SOURCE PASSAGE:
>> begin
The inspection work of the Health Department begins with examination of the plans for a new dwelling to assure that proper provision is made for light, air, and sanitation. It continues through the erection of the building to assure that the approved plans are carried out. Up to this point it has worked in close cooperation with the Department of Building Inspection. At this point, however, the latter Department usually ceases unless again called in by a complaint. But the Health Department continues. Theoretically the Health Department makes periodic inspections of all dwellings. Practically it confines itself to the poorer sections of the city. It probably gives particular attention to tenement houses (three or more families under one roof) as compared to one-family houses, experience having shown that insanitary conditions tend to predominate when there is congregate living.
There are health departments in all parts of the country, but the attention they give to housing varies from fairly adequate to none at all. In some states, as in Pennsylvania, the State Health Department has definite though limited authority with respect to housing and includes housing work on its program.
The inspectors of all these departments give some instruction to tenants as well as to owners. Those of the Department of Building Inspection come least into contact with tenants; those of the Fire Department more frequently, those of the Health Department most frequently. The last, therefore, have most opportunity to give instruction and in the best departments make use of it. The effectiveness of this instruction varies. When it consists merely of brusque orders the effect is little. When, as in Cincinnati, Ohio, it is part of a carefully thought-out program of creating a sense of responsibility on the part of the tenant and of promoting mutual understanding between tenant and landlord, it is much more productive. In Cincinnati the housing inspectors - in this case representing the Building Department instead of the Health Department, one of those exceptions that make so difficult any generalization - mark their approval of a dwelling kept in good repair by the landlord and in good order by the tenants, by hanging in its hallway a placard expressing this approval.
But housing work in America cannot be adequately described in terms of official agencies or official action. Where there is the best housing work, there is also a non-official or citizens housing association. This association is an expression of public interest and in turn creates a public opinion that supports public officials. The effective work of the official housing inspectors in Cincinnati is largely due to the existence of the Better Housing League, an agency supported by private contributions and without any official connection. The League carries on its work chiefly through visiting housekeepers whose purpose is to instruct tenants in the poorer parts of the city. When these visiting housekeepers note violations of the housing, sanitary, or building codes, the League notifies the appropriate city department, which forces correction. The League also participates when recalcitrant owners resist compliance with official orders and appeal to the courts. In one recent case it was instrumental in winning an important court decision that ended a long struggle with a slum landlord.
The Better Housing League illustrates again the lack of uniformity in America. An older organization, the Philadelphia Housing Association, with the objective of improving housing conditions throughout its community, uses quite different methods. It has no visiting housekeepers. It is perhaps more interested than the League in such things as city planning and zoning. Its emphasis is more on transportation, economics, engineering. Its executive calls himself a "housing engineer."
One of the youngest organizations, the Pittsburgh Housing Association, differs from both, at least in the emphasis it puts on different phases of its work. It too has no visiting housekeepers, but its inspectors, while seeking violations of the housing, sanitary, and building laws, do give information rather than instructions. The Association, moreover, definitely considers itself a social agency, and it constantly seeks to cooperate with other private social and health agencies. Its representatives give lectures to the staffs of such organizations as the Visiting Nurse Association, the Family Welfare Society, the Children's Aid Society, the Mothers' Assistance Fund. It distributes to the staff members of these cooperating agencies detailed housing information. In this way it hopes to secure from them a service more effective than it could itself perform because of their constant and intimate contacts with the families.
>> end
EXTRACTED DATA:
>> begin
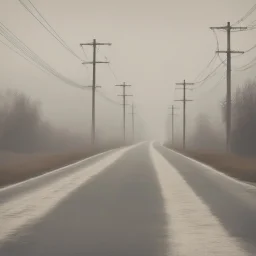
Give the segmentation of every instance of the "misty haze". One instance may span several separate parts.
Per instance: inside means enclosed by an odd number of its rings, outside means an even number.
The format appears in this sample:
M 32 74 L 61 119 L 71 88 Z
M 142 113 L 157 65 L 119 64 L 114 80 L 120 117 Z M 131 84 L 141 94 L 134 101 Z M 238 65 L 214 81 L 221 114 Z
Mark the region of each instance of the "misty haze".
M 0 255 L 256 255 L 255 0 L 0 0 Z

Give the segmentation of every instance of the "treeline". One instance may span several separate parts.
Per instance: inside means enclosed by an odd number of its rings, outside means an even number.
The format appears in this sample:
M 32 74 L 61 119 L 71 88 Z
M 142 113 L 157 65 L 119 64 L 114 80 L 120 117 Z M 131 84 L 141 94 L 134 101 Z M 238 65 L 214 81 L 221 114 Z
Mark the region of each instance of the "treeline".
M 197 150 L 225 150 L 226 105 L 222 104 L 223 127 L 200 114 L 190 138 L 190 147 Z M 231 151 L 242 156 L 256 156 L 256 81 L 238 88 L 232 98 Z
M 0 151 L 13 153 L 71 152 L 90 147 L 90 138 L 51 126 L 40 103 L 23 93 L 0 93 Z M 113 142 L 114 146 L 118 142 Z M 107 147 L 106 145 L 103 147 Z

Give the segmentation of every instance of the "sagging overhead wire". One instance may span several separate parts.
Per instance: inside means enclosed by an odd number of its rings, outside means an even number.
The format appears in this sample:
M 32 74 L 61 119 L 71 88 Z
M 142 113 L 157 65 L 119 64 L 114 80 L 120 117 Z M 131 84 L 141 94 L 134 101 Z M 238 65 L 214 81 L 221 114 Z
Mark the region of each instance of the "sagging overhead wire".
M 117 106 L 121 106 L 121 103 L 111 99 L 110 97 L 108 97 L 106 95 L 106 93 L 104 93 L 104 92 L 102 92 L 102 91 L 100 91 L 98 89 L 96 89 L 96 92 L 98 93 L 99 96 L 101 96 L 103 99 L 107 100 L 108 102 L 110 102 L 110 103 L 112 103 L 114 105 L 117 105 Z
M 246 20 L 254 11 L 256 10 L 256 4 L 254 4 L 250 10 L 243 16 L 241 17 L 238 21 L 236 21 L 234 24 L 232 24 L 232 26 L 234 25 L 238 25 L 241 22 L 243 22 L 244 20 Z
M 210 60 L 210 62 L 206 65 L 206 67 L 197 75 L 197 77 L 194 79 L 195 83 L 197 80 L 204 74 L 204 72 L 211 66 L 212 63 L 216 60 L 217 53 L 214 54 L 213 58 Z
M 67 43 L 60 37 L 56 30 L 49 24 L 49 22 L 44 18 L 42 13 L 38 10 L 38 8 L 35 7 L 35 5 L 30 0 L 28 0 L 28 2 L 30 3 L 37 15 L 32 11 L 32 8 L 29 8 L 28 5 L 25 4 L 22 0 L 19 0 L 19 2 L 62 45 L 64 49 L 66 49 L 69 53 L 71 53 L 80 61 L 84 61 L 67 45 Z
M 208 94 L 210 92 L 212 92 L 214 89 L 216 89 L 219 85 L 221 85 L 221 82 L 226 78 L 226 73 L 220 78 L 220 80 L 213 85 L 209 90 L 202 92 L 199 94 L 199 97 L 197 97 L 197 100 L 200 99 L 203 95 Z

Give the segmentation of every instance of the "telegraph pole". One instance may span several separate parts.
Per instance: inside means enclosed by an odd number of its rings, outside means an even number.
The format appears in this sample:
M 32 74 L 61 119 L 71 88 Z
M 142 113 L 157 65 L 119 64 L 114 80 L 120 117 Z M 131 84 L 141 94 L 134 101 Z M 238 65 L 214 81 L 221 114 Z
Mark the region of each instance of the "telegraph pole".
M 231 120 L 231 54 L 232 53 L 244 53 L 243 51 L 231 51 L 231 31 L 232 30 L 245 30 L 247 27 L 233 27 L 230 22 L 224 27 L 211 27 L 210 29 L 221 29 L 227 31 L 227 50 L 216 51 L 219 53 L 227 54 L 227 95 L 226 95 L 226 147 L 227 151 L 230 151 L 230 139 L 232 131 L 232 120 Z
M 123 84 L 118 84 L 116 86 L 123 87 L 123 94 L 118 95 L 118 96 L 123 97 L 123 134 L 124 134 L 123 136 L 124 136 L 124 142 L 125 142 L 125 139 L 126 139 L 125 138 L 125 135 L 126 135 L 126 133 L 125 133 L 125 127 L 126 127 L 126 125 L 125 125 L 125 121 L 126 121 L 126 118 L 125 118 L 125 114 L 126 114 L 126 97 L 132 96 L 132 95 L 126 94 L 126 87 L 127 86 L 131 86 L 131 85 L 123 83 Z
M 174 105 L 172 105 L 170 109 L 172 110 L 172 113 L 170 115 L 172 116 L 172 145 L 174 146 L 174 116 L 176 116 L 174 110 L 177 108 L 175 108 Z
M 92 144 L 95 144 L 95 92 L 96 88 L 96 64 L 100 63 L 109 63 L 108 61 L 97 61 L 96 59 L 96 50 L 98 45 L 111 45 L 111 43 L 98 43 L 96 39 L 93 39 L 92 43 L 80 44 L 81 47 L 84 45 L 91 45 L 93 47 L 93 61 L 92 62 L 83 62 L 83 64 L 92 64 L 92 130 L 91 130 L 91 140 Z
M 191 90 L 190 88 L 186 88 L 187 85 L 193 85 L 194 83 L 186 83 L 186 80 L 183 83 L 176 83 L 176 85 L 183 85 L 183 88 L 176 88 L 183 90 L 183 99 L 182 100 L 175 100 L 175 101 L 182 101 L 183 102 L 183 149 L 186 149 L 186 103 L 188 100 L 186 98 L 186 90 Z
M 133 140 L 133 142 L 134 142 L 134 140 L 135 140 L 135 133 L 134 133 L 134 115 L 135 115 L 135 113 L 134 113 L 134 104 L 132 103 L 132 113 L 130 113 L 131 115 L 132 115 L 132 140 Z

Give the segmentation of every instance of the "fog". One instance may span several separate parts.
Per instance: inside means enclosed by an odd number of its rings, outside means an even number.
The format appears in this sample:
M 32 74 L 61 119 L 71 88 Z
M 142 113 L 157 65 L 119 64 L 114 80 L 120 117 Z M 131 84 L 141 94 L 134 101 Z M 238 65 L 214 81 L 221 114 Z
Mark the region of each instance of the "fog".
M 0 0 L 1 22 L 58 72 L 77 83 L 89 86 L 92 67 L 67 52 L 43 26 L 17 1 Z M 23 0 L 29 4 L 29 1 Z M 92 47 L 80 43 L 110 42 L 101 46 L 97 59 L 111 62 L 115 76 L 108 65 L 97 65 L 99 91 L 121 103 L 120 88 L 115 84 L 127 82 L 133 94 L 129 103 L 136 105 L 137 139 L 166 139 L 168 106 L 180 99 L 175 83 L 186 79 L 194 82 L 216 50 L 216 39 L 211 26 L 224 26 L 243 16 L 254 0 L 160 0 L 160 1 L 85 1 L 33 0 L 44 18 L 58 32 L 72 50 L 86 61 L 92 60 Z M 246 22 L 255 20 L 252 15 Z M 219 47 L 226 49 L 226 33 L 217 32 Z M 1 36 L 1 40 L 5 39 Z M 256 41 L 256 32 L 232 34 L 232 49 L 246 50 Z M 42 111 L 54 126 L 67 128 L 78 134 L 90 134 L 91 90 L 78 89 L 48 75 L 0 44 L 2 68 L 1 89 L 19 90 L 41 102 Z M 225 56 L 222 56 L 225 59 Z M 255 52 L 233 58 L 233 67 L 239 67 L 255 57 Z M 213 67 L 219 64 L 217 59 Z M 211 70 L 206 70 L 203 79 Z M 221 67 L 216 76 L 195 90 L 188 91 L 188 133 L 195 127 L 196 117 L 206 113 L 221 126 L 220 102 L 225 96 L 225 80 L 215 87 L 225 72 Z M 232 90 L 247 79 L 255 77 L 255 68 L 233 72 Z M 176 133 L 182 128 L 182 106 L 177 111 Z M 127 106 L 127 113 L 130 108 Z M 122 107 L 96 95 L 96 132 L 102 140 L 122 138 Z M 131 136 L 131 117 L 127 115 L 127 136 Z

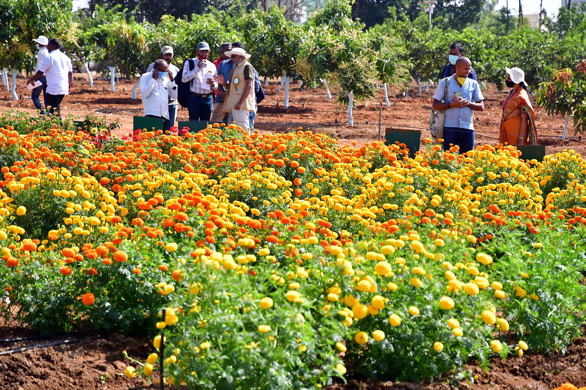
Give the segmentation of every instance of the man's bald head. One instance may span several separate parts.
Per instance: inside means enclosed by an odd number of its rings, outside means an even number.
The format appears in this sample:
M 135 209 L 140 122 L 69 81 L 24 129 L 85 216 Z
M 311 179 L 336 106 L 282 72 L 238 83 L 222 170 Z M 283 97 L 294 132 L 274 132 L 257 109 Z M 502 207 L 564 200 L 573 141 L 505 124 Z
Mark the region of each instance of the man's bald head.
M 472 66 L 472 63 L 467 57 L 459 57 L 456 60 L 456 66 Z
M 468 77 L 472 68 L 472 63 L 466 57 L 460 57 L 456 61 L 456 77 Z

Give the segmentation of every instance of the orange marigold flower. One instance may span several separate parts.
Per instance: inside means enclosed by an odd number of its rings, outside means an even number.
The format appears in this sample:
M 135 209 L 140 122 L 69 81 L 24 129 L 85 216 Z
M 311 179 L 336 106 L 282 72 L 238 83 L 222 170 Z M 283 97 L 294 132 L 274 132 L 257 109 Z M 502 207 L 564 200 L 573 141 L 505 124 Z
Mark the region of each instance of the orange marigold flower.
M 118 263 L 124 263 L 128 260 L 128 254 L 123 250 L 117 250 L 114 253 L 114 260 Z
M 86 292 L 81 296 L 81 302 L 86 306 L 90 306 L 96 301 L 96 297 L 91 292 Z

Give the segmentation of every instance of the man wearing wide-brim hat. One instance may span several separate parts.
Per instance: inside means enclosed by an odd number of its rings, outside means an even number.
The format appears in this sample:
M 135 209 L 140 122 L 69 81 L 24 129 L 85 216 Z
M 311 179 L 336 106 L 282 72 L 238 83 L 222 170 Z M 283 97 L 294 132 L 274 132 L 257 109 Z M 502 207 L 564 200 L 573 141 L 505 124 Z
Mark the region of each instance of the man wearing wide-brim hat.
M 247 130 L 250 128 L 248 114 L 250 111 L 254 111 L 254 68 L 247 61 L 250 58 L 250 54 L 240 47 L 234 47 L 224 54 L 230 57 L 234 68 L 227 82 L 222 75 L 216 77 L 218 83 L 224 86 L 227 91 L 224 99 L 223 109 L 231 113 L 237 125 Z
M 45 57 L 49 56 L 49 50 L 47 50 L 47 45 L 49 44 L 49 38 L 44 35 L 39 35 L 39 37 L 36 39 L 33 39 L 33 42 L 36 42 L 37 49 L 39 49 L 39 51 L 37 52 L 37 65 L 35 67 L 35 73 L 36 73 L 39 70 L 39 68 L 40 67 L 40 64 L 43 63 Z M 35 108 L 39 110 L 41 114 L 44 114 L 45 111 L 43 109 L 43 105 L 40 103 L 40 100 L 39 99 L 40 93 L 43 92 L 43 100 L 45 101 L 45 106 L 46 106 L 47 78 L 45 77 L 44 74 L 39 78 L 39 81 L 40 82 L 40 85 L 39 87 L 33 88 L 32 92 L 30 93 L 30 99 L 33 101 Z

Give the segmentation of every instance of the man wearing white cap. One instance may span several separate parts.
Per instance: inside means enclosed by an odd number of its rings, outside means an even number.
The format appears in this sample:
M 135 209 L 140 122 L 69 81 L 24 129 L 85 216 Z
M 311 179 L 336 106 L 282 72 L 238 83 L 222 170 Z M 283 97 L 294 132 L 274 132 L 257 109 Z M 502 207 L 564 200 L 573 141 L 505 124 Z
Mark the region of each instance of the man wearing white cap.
>> end
REQUIREMENTS: Carry on the passage about housing inspection and citizens housing associations in American cities from the point where it stops. The listing has no connection to the passage on housing work.

ANSWER TO THE EXERCISE:
These local associations work closely with the local municipal authorities. Some extend beyond their city boundaries. The Better Housing League and the Pittsburgh Housing Association extend their activities to the metropolitan regions of which their cities are the center. The latter is organizing practically autonomous housing councils in the smaller neighboring cities so that pressure brought to bear on local municipal officials will be brought by their own constituents, not by an agency in a different municipality.
In Pennsylvania there is also a state association with which the Pittsburgh and Philadelphia associations cooperate. This state association drafted a permissive model housing law that was enacted by the state legislature, and it is now campaigning to induce the cities and towns of the state to adopt it and to secure more vigorous enforcement of state sanitary laws. In Massachusetts a State Housing Association has just been organized. In Michigan another has been in existence for some time, but so far has confined its efforts to the neighborhood of Detroit. From other parts of the country come reports of additional associations in process of organizations, for the past three or four years have seen a reawakening of housing interest that had been dormant since the war.
From what has been said it is evident that housing inspection is a local activity and that its legal powers are derived from the state governments, of which the cities are creatures. The national government does, however, play a part. The national government has complete power over the District of Columbia, i.e., the city of Washington. The national Congress is the city council of Washington. Outside the District of Columbia, however, the functions of the national government, so far as housing regulation is concerned, are those of an informative or educational and a facilitating agency. Its part in housing has, therefore, been advisory. President Hoover, when he was Secretary of Commerce, created an advisory committee on zoning and city planning and another on building codes. Both of these have issued draft laws with explanatory texts that have been made the basis of state and local legislation.....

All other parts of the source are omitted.